§ The task
Do not carry the pictures over; copy every other part of the entries exactly.

§ Data listing
═══

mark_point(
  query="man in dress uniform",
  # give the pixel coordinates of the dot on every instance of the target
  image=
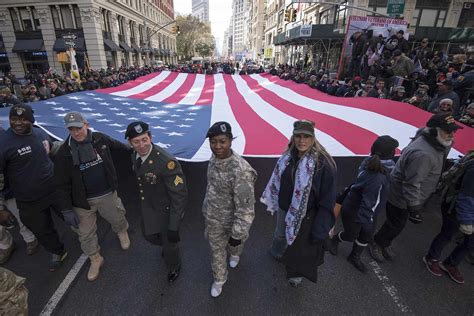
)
(163, 194)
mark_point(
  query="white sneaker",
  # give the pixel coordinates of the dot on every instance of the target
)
(216, 288)
(234, 261)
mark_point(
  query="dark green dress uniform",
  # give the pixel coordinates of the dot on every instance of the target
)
(163, 196)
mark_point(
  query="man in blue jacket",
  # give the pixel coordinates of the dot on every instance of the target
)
(27, 168)
(459, 217)
(413, 180)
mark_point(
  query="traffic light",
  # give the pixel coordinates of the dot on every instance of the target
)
(293, 15)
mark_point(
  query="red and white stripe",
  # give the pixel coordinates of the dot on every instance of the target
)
(262, 108)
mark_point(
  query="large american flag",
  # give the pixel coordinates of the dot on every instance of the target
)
(261, 109)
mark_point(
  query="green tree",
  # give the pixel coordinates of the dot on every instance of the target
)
(195, 38)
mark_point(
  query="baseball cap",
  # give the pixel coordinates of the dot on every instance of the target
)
(445, 82)
(303, 127)
(135, 129)
(74, 119)
(219, 128)
(445, 121)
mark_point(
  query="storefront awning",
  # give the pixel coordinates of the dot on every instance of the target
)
(298, 36)
(126, 47)
(24, 46)
(136, 48)
(60, 46)
(109, 45)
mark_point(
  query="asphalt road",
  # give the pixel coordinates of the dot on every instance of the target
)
(134, 282)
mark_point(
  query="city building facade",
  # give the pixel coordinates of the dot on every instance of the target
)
(240, 16)
(200, 9)
(447, 24)
(256, 28)
(34, 35)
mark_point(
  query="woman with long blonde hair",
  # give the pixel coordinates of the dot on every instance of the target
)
(302, 190)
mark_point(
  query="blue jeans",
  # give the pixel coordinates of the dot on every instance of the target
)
(279, 239)
(448, 231)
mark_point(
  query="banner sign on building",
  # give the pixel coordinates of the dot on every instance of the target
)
(268, 53)
(305, 30)
(371, 27)
(395, 7)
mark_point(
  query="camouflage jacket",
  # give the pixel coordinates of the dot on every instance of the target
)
(468, 120)
(230, 197)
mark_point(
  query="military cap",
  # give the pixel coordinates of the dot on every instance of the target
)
(384, 146)
(445, 121)
(135, 129)
(219, 128)
(22, 110)
(303, 127)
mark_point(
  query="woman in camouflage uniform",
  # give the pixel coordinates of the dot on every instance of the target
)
(228, 205)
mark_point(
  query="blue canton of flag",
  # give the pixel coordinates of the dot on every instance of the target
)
(180, 129)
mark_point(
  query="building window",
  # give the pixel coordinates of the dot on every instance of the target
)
(467, 15)
(36, 19)
(66, 14)
(429, 17)
(414, 18)
(26, 20)
(325, 17)
(15, 20)
(441, 18)
(77, 17)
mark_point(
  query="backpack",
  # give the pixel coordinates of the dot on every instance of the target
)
(448, 185)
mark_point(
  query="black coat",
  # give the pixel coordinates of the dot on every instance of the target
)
(68, 178)
(163, 191)
(306, 253)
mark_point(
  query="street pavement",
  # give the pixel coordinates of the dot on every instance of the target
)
(134, 282)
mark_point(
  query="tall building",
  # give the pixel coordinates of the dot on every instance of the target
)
(256, 25)
(447, 24)
(35, 35)
(239, 29)
(200, 9)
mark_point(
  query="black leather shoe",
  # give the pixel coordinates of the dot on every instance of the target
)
(173, 275)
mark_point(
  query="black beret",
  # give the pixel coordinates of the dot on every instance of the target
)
(445, 121)
(384, 146)
(135, 129)
(219, 128)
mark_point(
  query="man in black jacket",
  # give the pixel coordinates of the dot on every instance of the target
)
(87, 183)
(163, 194)
(26, 167)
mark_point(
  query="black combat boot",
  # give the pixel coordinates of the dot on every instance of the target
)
(354, 258)
(333, 244)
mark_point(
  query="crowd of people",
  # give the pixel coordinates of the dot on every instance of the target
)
(37, 86)
(77, 179)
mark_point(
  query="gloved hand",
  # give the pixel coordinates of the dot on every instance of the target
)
(71, 218)
(234, 242)
(414, 214)
(173, 236)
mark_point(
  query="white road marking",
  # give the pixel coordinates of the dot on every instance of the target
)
(391, 290)
(63, 287)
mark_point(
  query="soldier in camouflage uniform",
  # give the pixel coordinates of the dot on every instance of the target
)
(13, 294)
(228, 205)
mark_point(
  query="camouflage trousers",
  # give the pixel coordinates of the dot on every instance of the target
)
(218, 236)
(13, 294)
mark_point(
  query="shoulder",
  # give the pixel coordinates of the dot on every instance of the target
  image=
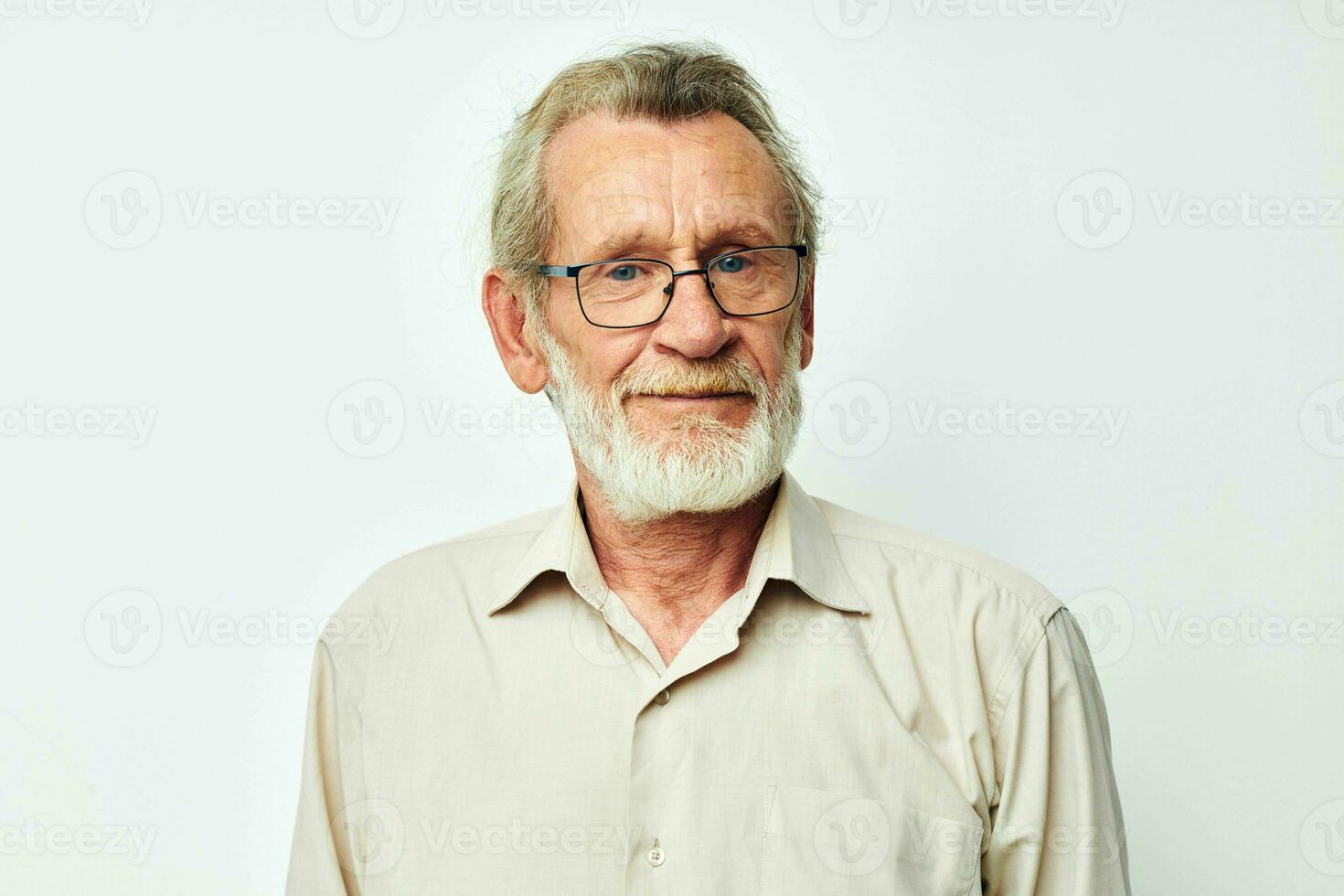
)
(946, 603)
(925, 563)
(446, 575)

═══

§ Correct result
mark_point(
  query="man in dress uniform",
  # give the pixel coordinates of the dot on every instance of the target
  image=
)
(163, 194)
mark_point(
  query="white sneaker",
  # give the pixel coordinates of the dot on every instance of the target
)
(216, 288)
(234, 261)
mark_point(
  query="dark green dress uniform",
  # give the pixel coordinates of the dot on every instance of the target
)
(163, 196)
mark_point(
  query="man in blue jacket",
  # give the pixel coordinates of the dot on every instance of the target
)
(27, 168)
(459, 217)
(413, 180)
mark_point(
  query="traffic light",
  # give the pixel coordinates of the dot on every instance of the target
)
(293, 15)
mark_point(
  query="red and white stripe",
  # give the pixel coordinates of the dot on every instance of the target
)
(262, 108)
mark_point(
  query="large american flag",
  # give the pixel coordinates of the dot on every instance of the target
)
(261, 109)
mark_point(
  query="green tree",
  # give the pixel coordinates of the dot on every instance of the target
)
(195, 38)
mark_point(
  query="baseball cap",
  # give the pixel coordinates of the dot on every instance of the target
)
(445, 82)
(303, 127)
(135, 129)
(74, 119)
(219, 128)
(445, 121)
mark_point(
  query="storefront awning",
  # give the pixel coordinates of the dot on every instance of the target
)
(298, 36)
(126, 47)
(24, 46)
(136, 48)
(60, 46)
(109, 45)
mark_point(
  query="asphalt road",
  # give the pixel coordinates of the dot on every instance of the target
)
(134, 282)
mark_point(
  query="city building facade",
  # give the pixel coordinates of the dot on every instance of the target
)
(240, 16)
(200, 9)
(447, 24)
(256, 28)
(34, 35)
mark_point(
  query="woman with long blonde hair",
  # give the pixel coordinates of the dot on every instance of the target
)
(302, 190)
mark_point(
  query="blue jeans",
  # give the pixel coordinates of the dot on every instance of the target
)
(279, 239)
(448, 231)
mark_point(
  query="banner sign on building",
  # give the pixel coordinates of the dot on every instance of the target
)
(268, 53)
(305, 30)
(371, 27)
(395, 7)
mark_point(
  query="camouflage jacket",
  # give the pixel coordinates of the dot on every instance of the target
)
(468, 120)
(230, 197)
mark_point(
  query="military cap",
  # give the pixel coordinates of the dot on every instance of the target
)
(384, 146)
(445, 121)
(135, 129)
(219, 128)
(22, 110)
(303, 127)
mark_point(
  query="woman in camouflage uniform",
  # give the pixel coordinates of the dot on every instance of the target
)
(228, 205)
mark_point(
  query="blue canton of flag",
  # give the pixel coordinates of the dot on every instance of the target
)
(180, 129)
mark_point(
  query="building window",
  # give the pixel coordinates of the dot on every instance of the target
)
(467, 15)
(36, 19)
(66, 14)
(429, 17)
(414, 18)
(26, 20)
(325, 17)
(15, 20)
(441, 18)
(77, 17)
mark_point(
  query="backpack",
  # give the pixel coordinates of the dot on every instance of the target
)
(448, 185)
mark_point(
  query="black coat",
  # give the pixel coordinates of the dot on every instance of the target
)
(68, 178)
(163, 191)
(306, 253)
mark_point(
  query="street pavement",
  # give the pixel coordinates of the dot on every instance of the target
)
(134, 282)
mark_point(
  query="tall building",
  # give the pixel coordinates of the dot on every instance of the target
)
(256, 25)
(447, 24)
(35, 35)
(239, 29)
(200, 9)
mark_point(
  query="black leather shoe",
  # give the pixel coordinates of the dot on every instance of the target
)
(173, 275)
mark_point(
  query="black beret",
  # give the pixel coordinates of the dot on every instance of the target
)
(445, 121)
(384, 146)
(135, 129)
(219, 128)
mark_point(
  query="man in black jacket",
  # give the pixel coordinates of the dot on every instance of the target
)
(87, 183)
(163, 194)
(26, 167)
mark_point(
  query="black combat boot",
  # give the pixel coordinates of the dot on every instance of the target
)
(354, 258)
(333, 244)
mark_point(
  query="crowd of people",
  # give the pixel coordinates of the dot on every instance of the target
)
(37, 86)
(77, 179)
mark_point(
  query="gloved hand",
  # give the pixel coordinates of the dot on every instance of the target
)
(71, 218)
(234, 242)
(414, 214)
(173, 236)
mark_point(
  query="white road marking",
  # give the pixel coordinates of the dot on every instance of the target
)
(391, 290)
(63, 287)
mark_point(
  query="soldier in camouflage uniform",
  # give the pixel coordinates of the dot on every instance of the target
)
(13, 294)
(228, 205)
mark_point(
  query="camouflage trousers",
  # give the pixel coordinates of the dot on every instance of the target
)
(218, 236)
(13, 294)
mark_point(
  query="shoulder",
  # give the pixel coordinates of the dot on every instance of the target
  image=
)
(946, 603)
(925, 563)
(446, 575)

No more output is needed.